## Start Supplied text
# Biscuit joiner



## Itchy Brother (Aug 22, 2008)

Is a biscuit joiner one of the tools that a person should buy top of the line or does a mid price one work fine for the average woodworker? The price range seems to be $39.00-$500?? what do ya recomend? Gary Itchy


----------



## user4178 (Apr 18, 2008)

I have the DeWalt biscuit jointer, at the time I bought it, it was rated as one of the best. It's been a good machine for me.


----------



## skymaster (Oct 30, 2006)

De Walt or PC 557 unless you are running it 8 hrs a day Lamello is severe overkill.


----------



## Handyman (Jan 2, 2008)

I bought a cheep-o Brand CMT for about $25.00. The base is all plastic. I didn't want to spend a lot of money until I knew if it was worth having one. Well I have used it quite a bit and it is holding up well. However if I had the money to get one in a nice carrying case I would upgrade.


----------



## firehawkmph (Apr 26, 2008)
## End Supplied text
## Start Dataset content
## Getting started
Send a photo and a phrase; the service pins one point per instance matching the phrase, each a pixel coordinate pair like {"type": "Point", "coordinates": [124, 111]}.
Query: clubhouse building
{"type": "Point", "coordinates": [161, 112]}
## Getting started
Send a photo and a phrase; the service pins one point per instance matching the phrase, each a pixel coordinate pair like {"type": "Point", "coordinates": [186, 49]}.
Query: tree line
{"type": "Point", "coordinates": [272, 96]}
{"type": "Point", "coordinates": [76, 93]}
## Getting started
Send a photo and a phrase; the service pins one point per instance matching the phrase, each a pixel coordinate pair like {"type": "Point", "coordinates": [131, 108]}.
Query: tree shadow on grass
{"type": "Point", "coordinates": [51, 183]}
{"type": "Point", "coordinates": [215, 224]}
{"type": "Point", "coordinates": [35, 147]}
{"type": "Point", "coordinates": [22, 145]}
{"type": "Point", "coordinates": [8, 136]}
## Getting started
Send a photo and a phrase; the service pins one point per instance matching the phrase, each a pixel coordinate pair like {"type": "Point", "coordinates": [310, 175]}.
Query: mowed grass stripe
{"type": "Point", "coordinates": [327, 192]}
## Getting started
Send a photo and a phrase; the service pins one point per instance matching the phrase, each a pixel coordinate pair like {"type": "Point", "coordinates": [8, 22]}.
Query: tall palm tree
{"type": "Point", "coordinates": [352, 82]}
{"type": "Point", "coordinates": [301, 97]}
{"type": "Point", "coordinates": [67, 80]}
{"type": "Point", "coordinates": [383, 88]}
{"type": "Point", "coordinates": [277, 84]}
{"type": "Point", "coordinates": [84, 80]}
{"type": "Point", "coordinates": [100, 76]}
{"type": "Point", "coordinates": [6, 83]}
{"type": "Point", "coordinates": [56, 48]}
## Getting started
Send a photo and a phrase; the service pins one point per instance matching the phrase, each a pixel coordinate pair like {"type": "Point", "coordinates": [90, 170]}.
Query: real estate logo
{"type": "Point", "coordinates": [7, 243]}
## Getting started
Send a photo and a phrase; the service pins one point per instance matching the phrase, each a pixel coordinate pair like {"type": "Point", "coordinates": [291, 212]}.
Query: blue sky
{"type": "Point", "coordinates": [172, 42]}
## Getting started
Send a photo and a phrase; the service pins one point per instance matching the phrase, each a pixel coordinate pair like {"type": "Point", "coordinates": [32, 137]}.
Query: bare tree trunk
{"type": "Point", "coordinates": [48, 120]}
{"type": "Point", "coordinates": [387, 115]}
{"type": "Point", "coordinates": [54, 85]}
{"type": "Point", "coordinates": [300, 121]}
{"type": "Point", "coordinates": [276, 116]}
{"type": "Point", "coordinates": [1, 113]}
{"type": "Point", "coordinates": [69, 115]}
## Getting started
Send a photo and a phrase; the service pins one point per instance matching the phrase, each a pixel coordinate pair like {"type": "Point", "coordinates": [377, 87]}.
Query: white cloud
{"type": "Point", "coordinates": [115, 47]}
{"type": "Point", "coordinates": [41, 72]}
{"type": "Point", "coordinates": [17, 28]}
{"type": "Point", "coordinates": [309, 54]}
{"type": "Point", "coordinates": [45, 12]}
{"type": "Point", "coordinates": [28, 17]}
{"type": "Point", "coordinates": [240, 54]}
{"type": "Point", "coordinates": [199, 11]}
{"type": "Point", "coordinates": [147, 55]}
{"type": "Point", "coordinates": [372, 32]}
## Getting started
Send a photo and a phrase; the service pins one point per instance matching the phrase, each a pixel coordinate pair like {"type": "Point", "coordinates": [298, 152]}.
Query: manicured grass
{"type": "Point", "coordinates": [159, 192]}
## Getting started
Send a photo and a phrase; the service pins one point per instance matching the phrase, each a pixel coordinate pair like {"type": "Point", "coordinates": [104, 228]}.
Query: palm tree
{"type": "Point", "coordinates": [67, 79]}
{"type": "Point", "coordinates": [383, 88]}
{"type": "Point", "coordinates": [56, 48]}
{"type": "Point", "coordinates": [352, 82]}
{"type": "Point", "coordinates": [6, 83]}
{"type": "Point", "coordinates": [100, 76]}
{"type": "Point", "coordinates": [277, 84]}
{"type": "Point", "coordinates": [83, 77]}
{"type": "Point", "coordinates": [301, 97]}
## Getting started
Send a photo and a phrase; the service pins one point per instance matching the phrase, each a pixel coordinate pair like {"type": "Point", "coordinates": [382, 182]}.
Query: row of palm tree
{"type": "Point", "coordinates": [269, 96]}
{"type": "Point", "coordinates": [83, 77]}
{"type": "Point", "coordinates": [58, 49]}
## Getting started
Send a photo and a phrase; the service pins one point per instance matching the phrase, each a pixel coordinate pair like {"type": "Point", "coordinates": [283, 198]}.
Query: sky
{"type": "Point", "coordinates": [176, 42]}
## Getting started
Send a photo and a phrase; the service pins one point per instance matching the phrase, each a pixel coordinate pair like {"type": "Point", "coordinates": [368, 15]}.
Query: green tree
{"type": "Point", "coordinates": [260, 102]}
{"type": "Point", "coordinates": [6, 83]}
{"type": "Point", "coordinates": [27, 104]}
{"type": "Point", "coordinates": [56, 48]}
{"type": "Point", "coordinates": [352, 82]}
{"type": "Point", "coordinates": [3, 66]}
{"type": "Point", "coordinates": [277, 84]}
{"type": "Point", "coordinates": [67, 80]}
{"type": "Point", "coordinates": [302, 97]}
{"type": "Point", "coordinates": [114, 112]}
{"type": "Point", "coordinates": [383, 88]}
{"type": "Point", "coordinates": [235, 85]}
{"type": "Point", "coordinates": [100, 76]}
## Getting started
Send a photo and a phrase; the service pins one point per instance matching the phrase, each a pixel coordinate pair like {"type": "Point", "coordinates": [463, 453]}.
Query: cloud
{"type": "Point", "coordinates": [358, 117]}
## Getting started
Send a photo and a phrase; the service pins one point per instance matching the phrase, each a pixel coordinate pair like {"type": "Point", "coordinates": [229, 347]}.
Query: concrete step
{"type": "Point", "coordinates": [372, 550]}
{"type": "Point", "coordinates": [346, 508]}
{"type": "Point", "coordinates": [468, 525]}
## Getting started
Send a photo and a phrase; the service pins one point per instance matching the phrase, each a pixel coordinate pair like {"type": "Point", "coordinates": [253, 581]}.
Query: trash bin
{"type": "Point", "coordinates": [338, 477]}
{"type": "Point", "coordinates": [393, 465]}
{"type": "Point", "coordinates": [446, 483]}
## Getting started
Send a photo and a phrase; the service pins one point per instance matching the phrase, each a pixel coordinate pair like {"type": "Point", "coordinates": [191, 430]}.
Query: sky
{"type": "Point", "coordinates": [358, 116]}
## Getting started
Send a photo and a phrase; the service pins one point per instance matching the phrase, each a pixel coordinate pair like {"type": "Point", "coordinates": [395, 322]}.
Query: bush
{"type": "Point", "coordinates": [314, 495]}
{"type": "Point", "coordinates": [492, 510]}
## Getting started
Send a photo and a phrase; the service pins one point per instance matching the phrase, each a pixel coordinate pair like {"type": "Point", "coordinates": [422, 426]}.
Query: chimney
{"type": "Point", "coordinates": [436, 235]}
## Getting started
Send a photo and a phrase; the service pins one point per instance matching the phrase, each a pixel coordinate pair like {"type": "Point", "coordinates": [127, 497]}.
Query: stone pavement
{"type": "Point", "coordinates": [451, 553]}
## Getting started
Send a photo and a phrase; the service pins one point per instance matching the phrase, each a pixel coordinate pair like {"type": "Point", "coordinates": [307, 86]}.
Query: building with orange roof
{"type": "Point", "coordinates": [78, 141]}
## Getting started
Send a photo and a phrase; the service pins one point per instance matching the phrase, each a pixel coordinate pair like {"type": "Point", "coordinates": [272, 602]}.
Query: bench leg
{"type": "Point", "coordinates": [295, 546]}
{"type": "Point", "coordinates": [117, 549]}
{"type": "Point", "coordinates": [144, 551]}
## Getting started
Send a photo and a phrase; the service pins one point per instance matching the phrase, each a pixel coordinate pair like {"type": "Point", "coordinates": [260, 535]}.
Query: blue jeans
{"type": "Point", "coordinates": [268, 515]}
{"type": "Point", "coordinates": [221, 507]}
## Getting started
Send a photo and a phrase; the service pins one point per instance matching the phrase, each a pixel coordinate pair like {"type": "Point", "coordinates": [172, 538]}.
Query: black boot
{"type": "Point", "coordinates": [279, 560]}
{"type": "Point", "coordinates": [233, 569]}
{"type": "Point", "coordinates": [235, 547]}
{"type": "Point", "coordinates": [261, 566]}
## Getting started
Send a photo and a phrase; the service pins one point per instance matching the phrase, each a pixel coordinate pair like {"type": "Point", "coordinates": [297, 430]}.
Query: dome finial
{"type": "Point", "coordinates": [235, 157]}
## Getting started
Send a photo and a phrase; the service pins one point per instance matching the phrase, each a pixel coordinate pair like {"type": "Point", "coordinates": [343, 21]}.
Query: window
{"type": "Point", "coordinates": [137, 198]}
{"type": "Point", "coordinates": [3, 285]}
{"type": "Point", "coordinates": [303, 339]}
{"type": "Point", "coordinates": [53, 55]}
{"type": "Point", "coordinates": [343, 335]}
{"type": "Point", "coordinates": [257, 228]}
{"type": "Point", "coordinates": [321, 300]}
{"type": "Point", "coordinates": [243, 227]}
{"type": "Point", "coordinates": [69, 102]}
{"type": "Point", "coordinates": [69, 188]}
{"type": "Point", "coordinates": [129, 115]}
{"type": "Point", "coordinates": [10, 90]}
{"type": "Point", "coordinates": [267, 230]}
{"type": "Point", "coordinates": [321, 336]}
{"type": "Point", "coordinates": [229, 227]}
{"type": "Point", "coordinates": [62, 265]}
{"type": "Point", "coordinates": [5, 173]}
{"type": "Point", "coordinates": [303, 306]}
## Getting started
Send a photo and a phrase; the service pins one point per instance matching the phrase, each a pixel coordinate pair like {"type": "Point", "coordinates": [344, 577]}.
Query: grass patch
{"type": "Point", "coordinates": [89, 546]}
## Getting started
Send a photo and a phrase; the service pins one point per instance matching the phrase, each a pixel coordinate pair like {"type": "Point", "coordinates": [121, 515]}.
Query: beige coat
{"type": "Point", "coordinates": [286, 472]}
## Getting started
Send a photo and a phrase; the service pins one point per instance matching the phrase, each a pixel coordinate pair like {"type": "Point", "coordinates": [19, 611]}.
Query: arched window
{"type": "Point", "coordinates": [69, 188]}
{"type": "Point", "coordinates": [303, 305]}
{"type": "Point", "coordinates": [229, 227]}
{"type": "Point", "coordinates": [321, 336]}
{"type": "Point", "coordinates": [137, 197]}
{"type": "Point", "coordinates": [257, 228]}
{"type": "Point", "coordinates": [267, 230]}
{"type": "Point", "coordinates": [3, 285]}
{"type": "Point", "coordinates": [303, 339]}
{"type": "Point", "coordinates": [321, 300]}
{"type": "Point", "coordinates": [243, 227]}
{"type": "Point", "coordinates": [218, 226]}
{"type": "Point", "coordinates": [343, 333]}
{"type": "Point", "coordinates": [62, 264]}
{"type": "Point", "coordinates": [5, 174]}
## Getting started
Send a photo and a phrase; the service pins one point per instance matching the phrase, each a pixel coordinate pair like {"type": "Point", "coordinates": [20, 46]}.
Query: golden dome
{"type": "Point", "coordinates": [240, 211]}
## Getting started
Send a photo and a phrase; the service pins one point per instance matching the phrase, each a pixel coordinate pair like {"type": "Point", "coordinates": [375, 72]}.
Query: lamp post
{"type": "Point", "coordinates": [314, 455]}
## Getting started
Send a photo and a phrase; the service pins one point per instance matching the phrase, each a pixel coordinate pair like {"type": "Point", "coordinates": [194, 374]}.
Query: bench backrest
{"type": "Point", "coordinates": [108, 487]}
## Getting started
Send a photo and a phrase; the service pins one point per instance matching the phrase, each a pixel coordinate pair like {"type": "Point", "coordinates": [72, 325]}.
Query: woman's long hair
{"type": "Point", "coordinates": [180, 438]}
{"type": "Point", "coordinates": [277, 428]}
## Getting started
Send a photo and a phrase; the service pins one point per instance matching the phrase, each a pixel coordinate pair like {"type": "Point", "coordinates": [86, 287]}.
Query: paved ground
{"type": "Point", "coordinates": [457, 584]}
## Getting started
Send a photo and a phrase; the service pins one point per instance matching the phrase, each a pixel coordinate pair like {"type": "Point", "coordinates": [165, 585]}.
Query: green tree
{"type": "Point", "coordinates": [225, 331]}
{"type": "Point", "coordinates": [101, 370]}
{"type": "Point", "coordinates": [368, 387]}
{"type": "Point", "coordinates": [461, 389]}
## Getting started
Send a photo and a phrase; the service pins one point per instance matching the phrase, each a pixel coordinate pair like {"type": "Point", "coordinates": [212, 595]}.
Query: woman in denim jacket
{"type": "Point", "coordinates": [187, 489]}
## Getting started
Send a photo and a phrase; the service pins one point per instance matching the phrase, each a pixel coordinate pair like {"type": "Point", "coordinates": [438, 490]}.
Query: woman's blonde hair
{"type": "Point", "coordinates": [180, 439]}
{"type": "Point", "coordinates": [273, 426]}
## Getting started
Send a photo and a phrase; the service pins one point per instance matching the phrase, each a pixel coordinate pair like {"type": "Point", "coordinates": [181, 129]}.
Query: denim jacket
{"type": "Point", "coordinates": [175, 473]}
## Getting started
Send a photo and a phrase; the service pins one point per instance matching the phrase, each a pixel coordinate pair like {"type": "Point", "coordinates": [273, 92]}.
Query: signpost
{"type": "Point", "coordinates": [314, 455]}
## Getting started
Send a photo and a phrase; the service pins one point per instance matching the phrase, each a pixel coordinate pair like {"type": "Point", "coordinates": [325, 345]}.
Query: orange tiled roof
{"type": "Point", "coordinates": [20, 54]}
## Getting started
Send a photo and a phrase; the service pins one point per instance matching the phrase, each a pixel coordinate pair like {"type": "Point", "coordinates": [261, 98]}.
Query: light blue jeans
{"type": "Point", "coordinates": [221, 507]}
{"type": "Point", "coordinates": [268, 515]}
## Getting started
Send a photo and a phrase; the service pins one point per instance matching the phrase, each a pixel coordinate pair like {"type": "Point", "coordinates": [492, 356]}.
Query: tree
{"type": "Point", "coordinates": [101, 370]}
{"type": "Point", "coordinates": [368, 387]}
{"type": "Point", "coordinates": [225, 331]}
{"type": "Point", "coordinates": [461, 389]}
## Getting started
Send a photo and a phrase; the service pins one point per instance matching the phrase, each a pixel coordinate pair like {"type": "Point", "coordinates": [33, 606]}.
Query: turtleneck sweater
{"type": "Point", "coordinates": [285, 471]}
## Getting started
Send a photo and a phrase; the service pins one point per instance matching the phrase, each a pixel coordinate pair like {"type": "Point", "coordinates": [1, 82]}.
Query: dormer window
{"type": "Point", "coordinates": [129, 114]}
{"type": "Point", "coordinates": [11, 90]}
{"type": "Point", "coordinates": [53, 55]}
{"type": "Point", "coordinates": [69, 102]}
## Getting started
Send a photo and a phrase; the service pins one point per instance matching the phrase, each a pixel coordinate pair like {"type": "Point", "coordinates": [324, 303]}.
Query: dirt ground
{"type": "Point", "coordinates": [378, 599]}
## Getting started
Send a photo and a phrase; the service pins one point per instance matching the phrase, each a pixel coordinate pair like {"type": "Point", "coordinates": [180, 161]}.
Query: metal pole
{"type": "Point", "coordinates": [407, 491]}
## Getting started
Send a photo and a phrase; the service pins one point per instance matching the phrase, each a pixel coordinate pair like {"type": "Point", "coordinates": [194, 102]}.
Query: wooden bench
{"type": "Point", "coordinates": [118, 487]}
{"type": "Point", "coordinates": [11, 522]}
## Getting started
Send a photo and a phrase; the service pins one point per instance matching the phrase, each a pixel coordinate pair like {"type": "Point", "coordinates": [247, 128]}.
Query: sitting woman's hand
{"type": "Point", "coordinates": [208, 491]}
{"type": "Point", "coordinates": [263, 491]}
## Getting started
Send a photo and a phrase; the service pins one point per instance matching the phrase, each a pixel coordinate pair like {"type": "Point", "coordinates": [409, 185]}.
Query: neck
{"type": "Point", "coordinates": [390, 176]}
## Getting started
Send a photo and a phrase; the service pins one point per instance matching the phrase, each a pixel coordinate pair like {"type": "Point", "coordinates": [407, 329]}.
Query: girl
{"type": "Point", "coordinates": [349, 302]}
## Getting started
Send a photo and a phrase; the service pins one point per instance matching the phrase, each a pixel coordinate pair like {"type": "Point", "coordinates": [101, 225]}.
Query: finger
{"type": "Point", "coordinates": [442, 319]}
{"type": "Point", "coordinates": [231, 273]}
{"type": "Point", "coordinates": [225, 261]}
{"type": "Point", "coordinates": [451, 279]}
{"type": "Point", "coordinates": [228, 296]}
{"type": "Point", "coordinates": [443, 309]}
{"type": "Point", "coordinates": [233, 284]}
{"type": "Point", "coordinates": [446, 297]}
## End Dataset content
→ Written tasks:
1. In the biscuit joiner thread, what is the base of Handyman's CMT joiner made of?
2. Copy the passage of the biscuit joiner thread from "# Biscuit joiner" to "(Apr 18, 2008)".

→ Task-by-task solutions:
1. It is all plastic.

2.
# Biscuit joiner



## Itchy Brother (Aug 22, 2008)

Is a biscuit joiner one of the tools that a person should buy top of the line or does a mid price one work fine for the average woodworker? The price range seems to be $39.00-$500?? what do ya recomend? Gary Itchy


----------



## user4178 (Apr 18, 2008)